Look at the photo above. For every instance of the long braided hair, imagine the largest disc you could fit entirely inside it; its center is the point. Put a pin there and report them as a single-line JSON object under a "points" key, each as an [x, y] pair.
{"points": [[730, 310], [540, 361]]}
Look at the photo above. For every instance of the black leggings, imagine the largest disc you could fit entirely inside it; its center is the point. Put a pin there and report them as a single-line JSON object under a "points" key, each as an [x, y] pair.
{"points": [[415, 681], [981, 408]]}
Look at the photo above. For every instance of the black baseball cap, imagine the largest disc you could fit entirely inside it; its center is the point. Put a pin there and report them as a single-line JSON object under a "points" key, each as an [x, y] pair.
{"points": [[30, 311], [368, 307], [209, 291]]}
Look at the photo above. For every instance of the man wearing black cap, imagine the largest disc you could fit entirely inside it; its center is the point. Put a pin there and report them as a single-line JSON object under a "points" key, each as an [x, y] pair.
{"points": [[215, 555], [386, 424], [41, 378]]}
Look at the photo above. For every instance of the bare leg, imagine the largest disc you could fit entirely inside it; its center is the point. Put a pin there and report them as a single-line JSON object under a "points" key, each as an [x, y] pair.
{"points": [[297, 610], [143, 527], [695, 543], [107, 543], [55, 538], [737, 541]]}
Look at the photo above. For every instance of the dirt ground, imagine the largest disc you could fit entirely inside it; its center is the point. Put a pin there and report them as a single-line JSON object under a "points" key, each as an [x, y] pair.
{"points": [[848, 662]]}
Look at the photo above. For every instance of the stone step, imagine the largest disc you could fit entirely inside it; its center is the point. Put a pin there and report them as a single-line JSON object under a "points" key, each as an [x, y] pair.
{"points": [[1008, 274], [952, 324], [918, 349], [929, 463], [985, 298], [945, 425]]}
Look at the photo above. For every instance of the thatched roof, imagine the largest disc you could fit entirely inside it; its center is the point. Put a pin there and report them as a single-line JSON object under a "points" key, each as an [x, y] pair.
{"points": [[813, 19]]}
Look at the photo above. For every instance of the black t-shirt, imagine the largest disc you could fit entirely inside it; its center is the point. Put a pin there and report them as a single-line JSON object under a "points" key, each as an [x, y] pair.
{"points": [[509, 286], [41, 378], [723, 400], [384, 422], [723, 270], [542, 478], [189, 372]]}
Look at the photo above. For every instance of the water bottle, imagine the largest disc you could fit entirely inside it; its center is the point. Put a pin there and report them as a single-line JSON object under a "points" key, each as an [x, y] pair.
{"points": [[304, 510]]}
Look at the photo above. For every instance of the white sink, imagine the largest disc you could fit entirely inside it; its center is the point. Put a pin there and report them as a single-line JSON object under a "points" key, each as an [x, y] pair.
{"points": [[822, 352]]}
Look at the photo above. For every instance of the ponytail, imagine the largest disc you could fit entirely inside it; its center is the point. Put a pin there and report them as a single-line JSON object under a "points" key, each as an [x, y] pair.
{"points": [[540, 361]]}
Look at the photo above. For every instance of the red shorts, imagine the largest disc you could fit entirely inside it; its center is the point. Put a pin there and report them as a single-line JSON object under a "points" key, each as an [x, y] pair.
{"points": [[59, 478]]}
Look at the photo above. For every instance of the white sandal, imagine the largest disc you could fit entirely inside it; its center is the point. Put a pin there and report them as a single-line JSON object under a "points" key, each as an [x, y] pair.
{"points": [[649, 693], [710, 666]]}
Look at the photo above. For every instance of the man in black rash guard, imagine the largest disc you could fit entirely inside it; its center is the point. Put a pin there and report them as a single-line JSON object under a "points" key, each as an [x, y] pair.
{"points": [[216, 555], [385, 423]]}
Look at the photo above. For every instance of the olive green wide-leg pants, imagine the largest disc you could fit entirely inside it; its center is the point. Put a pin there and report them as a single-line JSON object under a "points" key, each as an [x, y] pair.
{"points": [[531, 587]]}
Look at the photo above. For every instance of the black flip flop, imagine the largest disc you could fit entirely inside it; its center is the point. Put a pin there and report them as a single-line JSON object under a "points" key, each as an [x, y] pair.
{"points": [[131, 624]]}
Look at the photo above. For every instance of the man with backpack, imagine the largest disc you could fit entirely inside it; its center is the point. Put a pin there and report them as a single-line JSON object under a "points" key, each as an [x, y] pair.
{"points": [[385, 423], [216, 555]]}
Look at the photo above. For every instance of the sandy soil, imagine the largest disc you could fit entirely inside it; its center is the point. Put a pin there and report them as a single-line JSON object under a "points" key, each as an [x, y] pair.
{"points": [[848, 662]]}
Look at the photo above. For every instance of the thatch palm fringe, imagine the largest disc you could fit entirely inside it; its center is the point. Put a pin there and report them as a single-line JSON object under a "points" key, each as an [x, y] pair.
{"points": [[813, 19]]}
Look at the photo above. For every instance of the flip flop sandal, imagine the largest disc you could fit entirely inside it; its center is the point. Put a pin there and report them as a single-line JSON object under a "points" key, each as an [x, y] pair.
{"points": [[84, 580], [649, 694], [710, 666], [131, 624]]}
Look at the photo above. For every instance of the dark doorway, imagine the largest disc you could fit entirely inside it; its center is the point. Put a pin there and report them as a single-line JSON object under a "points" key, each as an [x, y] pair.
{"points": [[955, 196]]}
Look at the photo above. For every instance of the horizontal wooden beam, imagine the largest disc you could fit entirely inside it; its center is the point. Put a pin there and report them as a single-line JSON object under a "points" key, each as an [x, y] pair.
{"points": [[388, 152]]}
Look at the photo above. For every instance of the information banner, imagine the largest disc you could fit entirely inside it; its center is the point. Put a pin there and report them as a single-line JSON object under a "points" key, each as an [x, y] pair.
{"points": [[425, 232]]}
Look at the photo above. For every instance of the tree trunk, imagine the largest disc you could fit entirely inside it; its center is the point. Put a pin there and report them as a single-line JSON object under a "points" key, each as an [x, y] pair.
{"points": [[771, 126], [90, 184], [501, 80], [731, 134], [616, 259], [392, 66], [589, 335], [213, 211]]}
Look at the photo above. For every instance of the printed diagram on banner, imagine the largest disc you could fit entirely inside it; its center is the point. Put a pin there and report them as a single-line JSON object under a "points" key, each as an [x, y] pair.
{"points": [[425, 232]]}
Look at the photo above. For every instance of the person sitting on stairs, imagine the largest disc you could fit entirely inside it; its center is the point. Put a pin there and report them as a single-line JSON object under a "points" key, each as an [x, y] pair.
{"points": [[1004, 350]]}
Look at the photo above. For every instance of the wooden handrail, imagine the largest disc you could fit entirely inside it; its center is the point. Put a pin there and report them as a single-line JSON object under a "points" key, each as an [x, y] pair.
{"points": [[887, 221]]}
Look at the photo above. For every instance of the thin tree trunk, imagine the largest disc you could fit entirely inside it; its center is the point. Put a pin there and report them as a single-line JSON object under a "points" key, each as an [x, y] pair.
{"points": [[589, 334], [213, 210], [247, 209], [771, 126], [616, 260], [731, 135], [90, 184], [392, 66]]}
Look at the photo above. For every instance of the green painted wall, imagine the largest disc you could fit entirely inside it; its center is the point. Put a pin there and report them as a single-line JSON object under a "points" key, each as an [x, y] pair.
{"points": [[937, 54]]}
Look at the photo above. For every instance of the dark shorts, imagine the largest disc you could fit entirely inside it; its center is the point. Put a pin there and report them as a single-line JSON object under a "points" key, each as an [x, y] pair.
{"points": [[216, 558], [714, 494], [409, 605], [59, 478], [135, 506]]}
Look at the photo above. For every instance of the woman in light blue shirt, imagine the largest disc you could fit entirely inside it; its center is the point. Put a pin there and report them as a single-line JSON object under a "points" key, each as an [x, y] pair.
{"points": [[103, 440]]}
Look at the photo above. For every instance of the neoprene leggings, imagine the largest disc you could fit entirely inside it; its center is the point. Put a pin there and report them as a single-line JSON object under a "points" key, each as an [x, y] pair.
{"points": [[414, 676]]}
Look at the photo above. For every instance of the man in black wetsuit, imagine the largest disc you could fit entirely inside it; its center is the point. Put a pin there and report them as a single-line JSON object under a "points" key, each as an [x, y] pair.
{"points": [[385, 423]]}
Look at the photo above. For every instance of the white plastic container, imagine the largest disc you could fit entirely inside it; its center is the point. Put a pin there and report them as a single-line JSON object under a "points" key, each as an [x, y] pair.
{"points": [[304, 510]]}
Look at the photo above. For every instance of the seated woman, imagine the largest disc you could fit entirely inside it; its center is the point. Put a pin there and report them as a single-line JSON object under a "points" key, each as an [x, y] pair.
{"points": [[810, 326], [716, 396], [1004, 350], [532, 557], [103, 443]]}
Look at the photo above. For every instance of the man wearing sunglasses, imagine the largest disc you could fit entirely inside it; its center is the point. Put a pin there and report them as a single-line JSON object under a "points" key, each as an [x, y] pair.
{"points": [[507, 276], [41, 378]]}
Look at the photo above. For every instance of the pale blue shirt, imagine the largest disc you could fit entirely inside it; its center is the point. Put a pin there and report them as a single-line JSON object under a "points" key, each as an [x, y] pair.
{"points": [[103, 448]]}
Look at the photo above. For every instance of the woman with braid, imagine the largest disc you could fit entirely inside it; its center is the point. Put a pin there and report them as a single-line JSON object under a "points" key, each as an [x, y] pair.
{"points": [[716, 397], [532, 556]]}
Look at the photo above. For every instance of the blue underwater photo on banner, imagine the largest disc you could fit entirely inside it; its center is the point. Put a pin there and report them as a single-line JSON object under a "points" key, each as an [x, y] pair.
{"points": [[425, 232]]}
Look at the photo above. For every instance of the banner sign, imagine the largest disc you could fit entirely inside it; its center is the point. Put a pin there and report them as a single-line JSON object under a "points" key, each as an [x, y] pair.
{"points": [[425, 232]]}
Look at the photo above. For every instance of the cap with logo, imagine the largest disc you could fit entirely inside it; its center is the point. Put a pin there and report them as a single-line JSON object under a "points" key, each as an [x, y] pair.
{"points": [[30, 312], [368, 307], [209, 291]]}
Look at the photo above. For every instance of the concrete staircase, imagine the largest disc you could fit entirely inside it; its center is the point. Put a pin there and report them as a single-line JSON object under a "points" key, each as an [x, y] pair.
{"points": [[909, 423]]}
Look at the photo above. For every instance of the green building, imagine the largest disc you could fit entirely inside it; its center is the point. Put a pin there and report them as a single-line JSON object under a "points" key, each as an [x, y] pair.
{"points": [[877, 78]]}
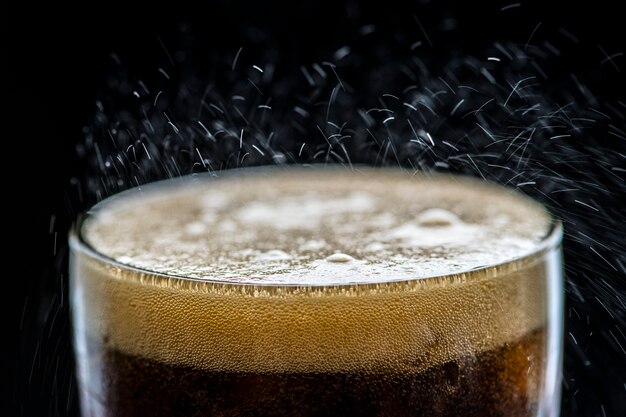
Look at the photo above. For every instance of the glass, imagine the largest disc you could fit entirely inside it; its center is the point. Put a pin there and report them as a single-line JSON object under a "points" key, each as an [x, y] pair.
{"points": [[308, 371]]}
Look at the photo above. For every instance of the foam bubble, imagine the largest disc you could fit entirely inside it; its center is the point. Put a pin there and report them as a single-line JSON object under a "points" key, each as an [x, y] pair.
{"points": [[400, 226]]}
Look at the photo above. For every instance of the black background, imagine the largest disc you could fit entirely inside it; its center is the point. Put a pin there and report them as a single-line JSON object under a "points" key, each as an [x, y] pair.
{"points": [[56, 60]]}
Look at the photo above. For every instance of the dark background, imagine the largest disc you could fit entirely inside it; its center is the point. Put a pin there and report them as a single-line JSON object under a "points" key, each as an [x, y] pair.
{"points": [[55, 64]]}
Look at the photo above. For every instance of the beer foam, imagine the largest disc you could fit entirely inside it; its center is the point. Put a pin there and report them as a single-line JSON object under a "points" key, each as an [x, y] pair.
{"points": [[426, 269], [284, 228]]}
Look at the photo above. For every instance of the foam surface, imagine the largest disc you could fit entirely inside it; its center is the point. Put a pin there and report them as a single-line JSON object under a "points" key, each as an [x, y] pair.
{"points": [[368, 230]]}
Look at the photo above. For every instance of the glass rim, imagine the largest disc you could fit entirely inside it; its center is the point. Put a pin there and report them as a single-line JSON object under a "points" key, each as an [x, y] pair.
{"points": [[551, 240]]}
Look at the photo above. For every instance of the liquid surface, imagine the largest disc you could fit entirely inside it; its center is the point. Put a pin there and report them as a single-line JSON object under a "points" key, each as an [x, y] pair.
{"points": [[317, 227]]}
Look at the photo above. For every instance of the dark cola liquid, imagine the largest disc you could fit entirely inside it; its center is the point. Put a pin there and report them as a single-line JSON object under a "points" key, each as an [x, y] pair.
{"points": [[500, 382]]}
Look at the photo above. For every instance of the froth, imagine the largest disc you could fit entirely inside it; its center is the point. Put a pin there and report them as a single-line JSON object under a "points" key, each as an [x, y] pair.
{"points": [[289, 227]]}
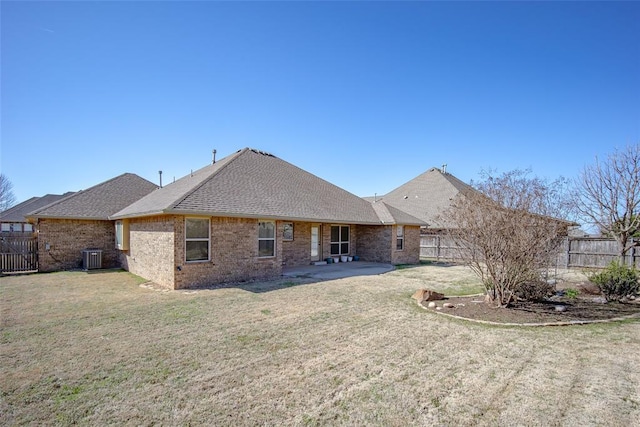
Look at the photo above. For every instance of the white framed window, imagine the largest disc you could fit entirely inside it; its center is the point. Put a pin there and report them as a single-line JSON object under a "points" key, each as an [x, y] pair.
{"points": [[122, 235], [266, 239], [339, 240], [400, 237], [287, 231], [197, 239]]}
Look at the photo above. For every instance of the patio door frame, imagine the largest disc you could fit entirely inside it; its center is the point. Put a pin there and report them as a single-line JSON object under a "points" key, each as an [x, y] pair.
{"points": [[317, 244]]}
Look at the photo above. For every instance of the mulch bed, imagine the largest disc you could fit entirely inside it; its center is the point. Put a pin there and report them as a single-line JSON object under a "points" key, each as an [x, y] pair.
{"points": [[581, 309]]}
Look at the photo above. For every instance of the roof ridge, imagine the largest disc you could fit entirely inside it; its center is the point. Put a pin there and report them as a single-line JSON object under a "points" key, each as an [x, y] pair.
{"points": [[232, 157], [77, 193]]}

• Directions
Starting from the line with "Look at the photo above. For every instance of the mulch" and ending with the final line of the data, quote every line exactly, both ends included.

• Task output
Look at the photo above. For every instance of the mulch bed, imagine the largest disc you could fit entirely inside it; its center is the point. Put a pin there and report them as a single-line JSON object under a "points" key, each as an [x, y] pair.
{"points": [[581, 309]]}
Look at the photo above. For every instance of the roof ridge, imagine the largest disc you could fit entirely inside it; its center is the point. Put a pin there and report them as a single-line JSON object under a "points" key, each as an [x, y] pair.
{"points": [[232, 157], [77, 193]]}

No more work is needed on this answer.